Print the listing below line for line, with every character unchanged, from the first line to the last.

-- begin --

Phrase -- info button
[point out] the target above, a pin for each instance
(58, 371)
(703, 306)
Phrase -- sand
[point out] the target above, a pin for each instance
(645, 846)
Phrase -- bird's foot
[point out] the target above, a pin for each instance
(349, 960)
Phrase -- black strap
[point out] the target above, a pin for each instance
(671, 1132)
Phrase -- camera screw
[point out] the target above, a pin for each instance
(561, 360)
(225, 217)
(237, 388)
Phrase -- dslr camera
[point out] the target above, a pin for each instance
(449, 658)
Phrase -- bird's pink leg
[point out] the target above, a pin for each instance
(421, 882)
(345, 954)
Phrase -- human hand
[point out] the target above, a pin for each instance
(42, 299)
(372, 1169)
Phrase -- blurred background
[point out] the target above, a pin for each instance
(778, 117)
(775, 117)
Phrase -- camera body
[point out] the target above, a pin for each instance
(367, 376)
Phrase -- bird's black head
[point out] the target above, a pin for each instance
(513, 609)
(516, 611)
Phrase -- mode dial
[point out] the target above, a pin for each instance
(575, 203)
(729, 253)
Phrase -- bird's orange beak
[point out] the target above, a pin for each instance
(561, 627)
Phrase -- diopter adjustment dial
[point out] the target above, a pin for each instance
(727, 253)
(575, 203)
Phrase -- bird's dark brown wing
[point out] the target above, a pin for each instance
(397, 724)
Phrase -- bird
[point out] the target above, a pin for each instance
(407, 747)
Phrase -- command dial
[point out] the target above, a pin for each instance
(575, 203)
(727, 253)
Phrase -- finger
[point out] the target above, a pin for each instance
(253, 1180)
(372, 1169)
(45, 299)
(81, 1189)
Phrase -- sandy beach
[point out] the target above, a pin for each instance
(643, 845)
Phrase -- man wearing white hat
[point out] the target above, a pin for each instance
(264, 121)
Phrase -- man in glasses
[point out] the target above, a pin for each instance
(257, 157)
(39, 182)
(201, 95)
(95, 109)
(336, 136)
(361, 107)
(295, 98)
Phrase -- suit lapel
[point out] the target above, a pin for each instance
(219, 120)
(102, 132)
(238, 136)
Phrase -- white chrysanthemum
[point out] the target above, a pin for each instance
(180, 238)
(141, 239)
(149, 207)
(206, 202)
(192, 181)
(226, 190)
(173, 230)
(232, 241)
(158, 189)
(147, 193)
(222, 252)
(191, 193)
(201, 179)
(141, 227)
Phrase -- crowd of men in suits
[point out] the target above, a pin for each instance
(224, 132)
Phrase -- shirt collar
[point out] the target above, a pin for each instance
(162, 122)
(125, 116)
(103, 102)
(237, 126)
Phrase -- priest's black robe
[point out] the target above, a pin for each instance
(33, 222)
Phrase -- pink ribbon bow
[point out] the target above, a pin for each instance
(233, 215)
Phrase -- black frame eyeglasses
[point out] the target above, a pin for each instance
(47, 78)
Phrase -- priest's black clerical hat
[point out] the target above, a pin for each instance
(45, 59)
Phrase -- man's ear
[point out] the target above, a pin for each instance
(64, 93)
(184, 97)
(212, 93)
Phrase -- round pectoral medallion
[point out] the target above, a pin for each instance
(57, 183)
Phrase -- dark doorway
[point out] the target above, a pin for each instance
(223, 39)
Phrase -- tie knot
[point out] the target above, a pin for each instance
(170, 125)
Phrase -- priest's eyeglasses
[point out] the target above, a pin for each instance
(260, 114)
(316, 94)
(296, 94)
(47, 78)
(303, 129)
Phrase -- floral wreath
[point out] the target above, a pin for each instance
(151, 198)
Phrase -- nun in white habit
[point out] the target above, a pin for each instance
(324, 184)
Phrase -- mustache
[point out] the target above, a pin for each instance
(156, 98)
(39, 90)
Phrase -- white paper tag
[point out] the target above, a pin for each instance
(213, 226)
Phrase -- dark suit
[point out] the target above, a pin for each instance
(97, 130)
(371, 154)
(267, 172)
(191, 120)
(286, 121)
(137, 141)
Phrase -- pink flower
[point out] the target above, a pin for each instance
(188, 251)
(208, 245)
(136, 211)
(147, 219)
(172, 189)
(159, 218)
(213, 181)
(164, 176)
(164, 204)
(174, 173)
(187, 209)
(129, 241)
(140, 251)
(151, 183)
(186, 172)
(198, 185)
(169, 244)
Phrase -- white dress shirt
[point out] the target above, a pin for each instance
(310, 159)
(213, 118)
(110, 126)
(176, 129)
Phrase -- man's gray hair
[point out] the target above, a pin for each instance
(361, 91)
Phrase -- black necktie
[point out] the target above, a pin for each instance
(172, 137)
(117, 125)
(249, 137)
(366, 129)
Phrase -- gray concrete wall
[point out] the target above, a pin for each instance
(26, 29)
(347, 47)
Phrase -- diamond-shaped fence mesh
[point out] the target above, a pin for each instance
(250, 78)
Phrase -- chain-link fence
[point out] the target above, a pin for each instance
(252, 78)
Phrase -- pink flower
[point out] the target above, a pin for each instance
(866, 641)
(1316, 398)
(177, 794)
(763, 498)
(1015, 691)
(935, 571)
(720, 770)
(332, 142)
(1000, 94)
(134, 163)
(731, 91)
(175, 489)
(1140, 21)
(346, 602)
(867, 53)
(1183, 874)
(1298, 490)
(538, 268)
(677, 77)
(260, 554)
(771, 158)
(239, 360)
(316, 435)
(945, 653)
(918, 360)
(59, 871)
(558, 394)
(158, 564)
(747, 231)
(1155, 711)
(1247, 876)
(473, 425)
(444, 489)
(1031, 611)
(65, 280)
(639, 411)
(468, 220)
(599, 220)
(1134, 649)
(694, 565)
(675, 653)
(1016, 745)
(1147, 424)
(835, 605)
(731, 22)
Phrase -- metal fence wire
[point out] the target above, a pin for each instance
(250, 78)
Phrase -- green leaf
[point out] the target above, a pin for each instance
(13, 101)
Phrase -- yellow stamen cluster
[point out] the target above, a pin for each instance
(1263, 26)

-- end --

Exercise response
Phrase -- info button
[point out] the target above, a pin for each instance
(58, 371)
(703, 306)
Phrase -- sand
[point out] the target above, a pin for each instance
(645, 846)
Phrase -- bird's foot
[point out] the target above, a pin for each instance
(349, 960)
Phrase -- black strap
[point out] the target above, a pin for each instance
(671, 1132)
Phrase -- camera screw
[point out] the target above, a pin for each instance
(561, 360)
(225, 217)
(237, 388)
Phrase -- dslr camera
[point out] the target above, a pin for each instance
(449, 658)
Phrase -- bird's pink leg
[point out] the target above, a pin for each instance
(421, 882)
(345, 954)
Phrase -- human hand
[point out] the target above, a pin for each instance
(42, 299)
(372, 1169)
Phrase -- blurred background
[point out] the target above, a pin for each instance
(778, 117)
(775, 117)
Phrase -- camera body
[point out] the target above, a pin for each instance
(367, 376)
Phrase -- bird's black head
[point out] the target above, a pin for each instance
(513, 609)
(516, 611)
Phrase -- mode dial
[point out] the target above, a pin for each instance
(575, 203)
(729, 253)
Phrase -- bird's orange beak
[point out] the target above, a pin for each instance
(561, 627)
Phrase -- diopter adjustment dial
[point out] the target above, a pin for each instance
(727, 253)
(575, 203)
Phrase -- bird's dark brown wing
[point out] the target above, a pin for each instance
(397, 724)
Phrase -- bird
[point out] the target above, a pin for each instance
(407, 747)
Phrase -- command dial
[point out] the target above, a pin for each instance
(575, 203)
(727, 253)
Phrase -- finger
[point out] the target above, a pin for each instance
(253, 1180)
(372, 1169)
(45, 299)
(81, 1189)
Phrase -- sandy beach
[point out] the target above, a pin for each instance
(643, 845)
Phrase -- man wearing white hat
[point out] the target above, a pin for each instance
(264, 121)
Phrase -- man in glasses
[point out] the target above, a pin for each instance
(257, 157)
(39, 182)
(201, 95)
(95, 109)
(336, 136)
(361, 107)
(295, 98)
Phrase -- suit lapel
[point out] the target above, a pin for each instance
(219, 120)
(102, 132)
(238, 136)
Phrase -- white chrysanthemum
[point out] the target above, a pin for each instance
(180, 238)
(141, 239)
(149, 207)
(206, 202)
(192, 181)
(226, 190)
(173, 230)
(232, 241)
(158, 189)
(147, 193)
(222, 252)
(191, 193)
(201, 179)
(141, 227)
Phrase -- crowd of men in suits
[point out] the target above, a pin for each instance
(224, 132)
Phrase -- shirt collar
[point out] the target above, a pin for each instance
(162, 122)
(125, 116)
(103, 102)
(237, 126)
Phrase -- priest's black robe
[point out] the target above, a pin for each instance
(33, 222)
Phrase -- pink ribbon bow
[point out] the target above, a pin for each instance
(233, 215)
Phrase -- black frame eyeglasses
[point out] the target above, a pin for each instance
(47, 78)
Phrase -- priest's black clerical hat
[point out] the target above, a pin for each instance
(45, 59)
Phrase -- man's ear
[point out] the target above, a pin for each instance
(64, 93)
(184, 97)
(212, 93)
Phrase -- round pectoral medallion
[point out] the target above, a pin for each instance
(57, 183)
Phrase -- dark doorway
[point out] the target above, a pin for each instance
(223, 39)
Phrase -- tie knot
[point out] the target above, a pin for each instance
(170, 125)
Phrase -- priest's eyeglasses
[point out] the target above, a pin for each instance
(260, 114)
(316, 94)
(296, 94)
(47, 78)
(303, 129)
Phrase -- floral wreath
[point out] the target above, a pin for each instance
(151, 198)
Phrase -- nun in white habit
[point out] the target above, a pin for each instance
(324, 184)
Phrase -- mustache
[point out] the target above, a pin for each instance
(156, 98)
(39, 90)
Phrase -- white paper tag
[point out] the target above, a pin for each instance
(213, 226)
Phrase -- dark suit
[point out] the target above, a pin for each instance
(97, 130)
(371, 154)
(267, 172)
(191, 120)
(286, 121)
(137, 141)
Phrase -- pink flower
[point out] the target above, a pin for each instance
(188, 251)
(208, 245)
(136, 211)
(147, 219)
(172, 189)
(159, 218)
(213, 181)
(164, 176)
(164, 204)
(174, 173)
(187, 209)
(129, 241)
(140, 251)
(151, 183)
(186, 172)
(198, 185)
(169, 244)
Phrase -- white dress shirt
[point out] the target above, a pin for each instance
(310, 159)
(213, 118)
(110, 126)
(176, 129)
Phrase -- man's gray hair
[point out] the target above, a pin for each instance
(361, 91)
Phrase -- black necktie
[point out] the target above, a pin for each instance
(172, 137)
(117, 125)
(249, 137)
(366, 129)
Phrase -- gray concrete wall
[point out] the target above, a pin for each instance
(26, 29)
(347, 47)
Phrase -- diamond-shaped fence mesh
[point out] the target above, a pin for each instance
(250, 78)
Phrase -- chain-link fence
[point out] the target above, a pin for each instance
(252, 78)
Phrase -- pink flower
[point out] the target above, a pin for each instance
(866, 641)
(1316, 398)
(177, 794)
(763, 498)
(1015, 691)
(935, 571)
(720, 770)
(332, 142)
(1000, 94)
(134, 163)
(731, 91)
(175, 489)
(1140, 21)
(346, 602)
(867, 53)
(1183, 874)
(1298, 490)
(538, 268)
(677, 77)
(260, 554)
(771, 158)
(239, 360)
(316, 435)
(945, 653)
(918, 360)
(59, 871)
(558, 394)
(158, 564)
(747, 231)
(1155, 711)
(1247, 876)
(473, 425)
(444, 489)
(1031, 611)
(65, 280)
(639, 411)
(468, 220)
(599, 220)
(1134, 649)
(694, 565)
(675, 653)
(1016, 745)
(1147, 424)
(835, 605)
(731, 22)
Phrase -- metal fence wire
[point out] the target above, a pin for each instance
(250, 78)
Phrase -- green leaf
[point out] the target above, a pin for each instance
(13, 101)
Phrase -- yellow stamen cluster
[point out] the target above, a pin for each instance
(1263, 26)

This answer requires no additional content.